# Schecter Demon-7



## AntaresX9 (Jan 2, 2011)

On Monday I finally got my new guitar and my first sevenstring Schecter Demon-7 and so I decided to make a review for it as there is none at the moment here.

The first important thing to mention is it is Non-U.S. only so if you are from U.S. you might be out of luck if you want this axe. I think that this guitar might be a good step from Schecter as a good low budget sevenstring is hard to come by out of the States (especially that Ibanez is overpriced where I live and ordering an Agile would cost me a fortune in the end as I haven't found a dealer for them in central Europe).

Anyways this guitar is really great and for the price of about 480$ for a new one I get what I need. It has the nice satin black finish and gothic cross inlays(he ones that are on hellraisers) that give it a nice look. The Schecter tuners hold the tuning quite well even though some other tuning machines might be better. The pickups are active duncan designed hb-105 that are a ripoff of the 7-string blackouts(in the size of the emg 707). The last feature that comes to mind is the bridge and it is a T.O.M. with a string-thru body that is the best in my opinion.

As for the sound it is quite good for designed pickups. It totally beats any other guitar in this price range with stock pickups (I compared it directly with a stock Ibanez 7321 and the Schecter was way better sounding). However if it is compared to a guitar with EMG 707 it can't compare. For my taste the stock pickups are a bit too sterile and dead on the clean setting and a bit too grainy with distorted setting (but the Blackouts act pretty much the same way so if you don't like this sound and want to go for a swap chose EMG 707 instead). But all in all for stock pickups this is pretty good.

As for playability this thing really grows onto you. The neck is quite thick but as my Cort flying V has a very similar neck I got used to the new neck quite fast. It also has a 26 and 1/2 inch scale so you don't need a very thick gauge of strings. And as for the action it has to be tweaked a bit after I bought it as the string gauge wasn't enough for me and there was a tad too much fret buzz for my taste but after seting it up it plays like a dream.

As for reliability and customer support I can't say anything at the moment as I have this guitar only from Monday and so it is hard to tell if anything will happen to it although it looks really solid so I doubt I will need to see a serviceman in the near future.

* Data section:

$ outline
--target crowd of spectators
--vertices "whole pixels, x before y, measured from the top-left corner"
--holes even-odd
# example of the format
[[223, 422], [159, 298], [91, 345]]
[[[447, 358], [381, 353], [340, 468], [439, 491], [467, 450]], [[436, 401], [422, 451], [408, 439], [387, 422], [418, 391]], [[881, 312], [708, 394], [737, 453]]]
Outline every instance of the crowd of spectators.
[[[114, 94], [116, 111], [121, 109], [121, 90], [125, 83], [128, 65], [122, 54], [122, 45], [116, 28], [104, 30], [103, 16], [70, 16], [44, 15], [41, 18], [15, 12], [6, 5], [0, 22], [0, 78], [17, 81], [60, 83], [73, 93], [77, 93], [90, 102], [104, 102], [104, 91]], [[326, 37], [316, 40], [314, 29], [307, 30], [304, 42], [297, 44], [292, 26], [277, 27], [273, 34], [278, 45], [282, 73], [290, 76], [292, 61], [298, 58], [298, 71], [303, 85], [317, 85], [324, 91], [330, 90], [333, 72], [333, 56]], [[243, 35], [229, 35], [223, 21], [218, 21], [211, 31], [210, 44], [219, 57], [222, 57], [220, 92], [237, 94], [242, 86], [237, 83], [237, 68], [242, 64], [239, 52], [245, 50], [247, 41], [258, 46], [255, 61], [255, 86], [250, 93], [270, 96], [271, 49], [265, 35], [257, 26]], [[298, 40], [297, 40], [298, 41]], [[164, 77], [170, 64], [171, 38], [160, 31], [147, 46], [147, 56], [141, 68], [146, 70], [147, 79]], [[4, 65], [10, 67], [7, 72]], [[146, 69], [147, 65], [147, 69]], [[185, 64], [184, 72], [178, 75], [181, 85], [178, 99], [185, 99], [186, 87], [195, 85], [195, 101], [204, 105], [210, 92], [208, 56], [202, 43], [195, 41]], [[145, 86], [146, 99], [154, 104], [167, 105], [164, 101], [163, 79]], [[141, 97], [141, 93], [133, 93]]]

* Set tasks:
- a) For each statement, say whether the Schecter Demon-7 review agrees with it, answering yes or no and quoting the deciding words of the review: (i) the guitar is sold in the U.S.; (ii) the bridge is a T.O.M. with a string-thru body; (iii) the guitar has a 25 and 1/2 inch scale.
- b) Answer from the Schecter Demon-7 review:
(i) About what price does the reviewer give for a new one?
(ii) Which stock guitar was it compared with directly?
(iii) Which of the reviewer's guitars has a very similar neck?
- c) Reproduce the stretch of the Schecter Demon-7 review from "As for playability" through "the near future.".
The material plays no part in what follows.

* Exercise solutions:
- a)
(i) No: "it is Non-U.S. only"
(ii) Yes: "it is a T.O.M. with a string-thru body"
(iii) No: "It also has a 26 and 1/2 inch scale"

- b)
(i) About 480$
(ii) A stock Ibanez 7321
(iii) A Cort flying V

- c)
As for playability this thing really grows onto you. The neck is quite thick but as my Cort flying V has a very similar neck I got used to the new neck quite fast. It also has a 26 and 1/2 inch scale so you don't need a very thick gauge of strings. And as for the action it has to be tweaked a bit after I bought it as the string gauge wasn't enough for me and there was a tad too much fret buzz for my taste but after seting it up it plays like a dream.

As for reliability and customer support I can't say anything at the moment as I have this guitar only from Monday and so it is hard to tell if anything will happen to it although it looks really solid so I doubt I will need to see a serviceman in the near future.